## THE TASK
Pick out every line in the entries below that contains the word "roof", and copy each such line. The match is case-sensitive.

## DATA FOR PROCESSING

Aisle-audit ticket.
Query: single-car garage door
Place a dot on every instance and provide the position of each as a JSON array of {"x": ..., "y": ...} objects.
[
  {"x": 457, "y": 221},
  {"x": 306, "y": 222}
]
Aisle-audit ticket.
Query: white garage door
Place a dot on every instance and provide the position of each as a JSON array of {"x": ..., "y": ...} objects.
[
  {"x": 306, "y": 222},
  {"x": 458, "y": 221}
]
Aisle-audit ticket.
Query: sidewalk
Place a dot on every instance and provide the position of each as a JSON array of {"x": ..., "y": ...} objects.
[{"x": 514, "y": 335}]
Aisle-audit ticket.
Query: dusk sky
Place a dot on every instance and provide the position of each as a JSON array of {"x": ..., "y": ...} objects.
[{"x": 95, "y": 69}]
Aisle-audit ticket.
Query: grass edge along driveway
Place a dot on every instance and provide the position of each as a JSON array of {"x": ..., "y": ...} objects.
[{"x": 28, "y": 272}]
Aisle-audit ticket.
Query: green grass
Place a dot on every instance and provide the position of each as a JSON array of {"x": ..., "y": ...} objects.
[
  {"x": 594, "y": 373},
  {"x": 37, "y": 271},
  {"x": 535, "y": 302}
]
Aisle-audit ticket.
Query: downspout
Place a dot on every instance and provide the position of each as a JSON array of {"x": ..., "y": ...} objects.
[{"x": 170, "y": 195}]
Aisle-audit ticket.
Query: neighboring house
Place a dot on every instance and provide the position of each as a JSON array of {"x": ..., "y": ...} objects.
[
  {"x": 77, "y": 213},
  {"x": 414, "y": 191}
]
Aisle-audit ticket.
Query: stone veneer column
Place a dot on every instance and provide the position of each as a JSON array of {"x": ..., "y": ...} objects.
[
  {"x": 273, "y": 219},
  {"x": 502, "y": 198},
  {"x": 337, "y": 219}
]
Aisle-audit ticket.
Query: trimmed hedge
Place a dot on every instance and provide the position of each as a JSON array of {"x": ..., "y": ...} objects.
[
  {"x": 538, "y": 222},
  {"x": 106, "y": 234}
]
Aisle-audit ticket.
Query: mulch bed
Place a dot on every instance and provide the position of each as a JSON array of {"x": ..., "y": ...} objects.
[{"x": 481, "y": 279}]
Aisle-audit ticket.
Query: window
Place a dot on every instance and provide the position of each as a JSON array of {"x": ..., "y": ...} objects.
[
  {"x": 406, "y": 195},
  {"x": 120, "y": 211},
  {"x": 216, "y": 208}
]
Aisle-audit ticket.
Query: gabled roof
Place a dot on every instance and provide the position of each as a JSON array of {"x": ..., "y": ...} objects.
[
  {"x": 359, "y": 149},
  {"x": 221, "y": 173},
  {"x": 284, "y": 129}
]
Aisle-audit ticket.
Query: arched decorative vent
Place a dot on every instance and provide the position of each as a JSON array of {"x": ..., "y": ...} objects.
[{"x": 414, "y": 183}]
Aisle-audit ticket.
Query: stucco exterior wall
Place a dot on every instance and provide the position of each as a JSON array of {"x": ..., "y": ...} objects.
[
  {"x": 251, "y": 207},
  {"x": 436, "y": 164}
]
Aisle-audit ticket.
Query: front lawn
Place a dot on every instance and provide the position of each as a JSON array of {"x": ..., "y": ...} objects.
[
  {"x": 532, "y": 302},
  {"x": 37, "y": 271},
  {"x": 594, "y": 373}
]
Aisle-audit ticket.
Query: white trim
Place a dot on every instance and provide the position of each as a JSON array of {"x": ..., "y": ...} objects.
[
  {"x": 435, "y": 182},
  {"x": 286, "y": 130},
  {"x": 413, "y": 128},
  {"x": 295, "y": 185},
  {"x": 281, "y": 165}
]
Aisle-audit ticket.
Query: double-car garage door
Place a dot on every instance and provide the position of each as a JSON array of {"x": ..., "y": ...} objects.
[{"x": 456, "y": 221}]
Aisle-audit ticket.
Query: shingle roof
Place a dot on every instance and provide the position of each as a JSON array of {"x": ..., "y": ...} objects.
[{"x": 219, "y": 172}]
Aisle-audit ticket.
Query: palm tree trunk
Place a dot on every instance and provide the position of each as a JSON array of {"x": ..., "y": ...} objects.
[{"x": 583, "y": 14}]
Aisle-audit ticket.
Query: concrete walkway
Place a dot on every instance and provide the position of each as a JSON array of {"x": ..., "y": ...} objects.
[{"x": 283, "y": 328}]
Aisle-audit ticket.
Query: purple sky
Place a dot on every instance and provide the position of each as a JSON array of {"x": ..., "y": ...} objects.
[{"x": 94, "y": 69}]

## RESULT OF THIS TASK
Query: gabled roof
Query: shingle roof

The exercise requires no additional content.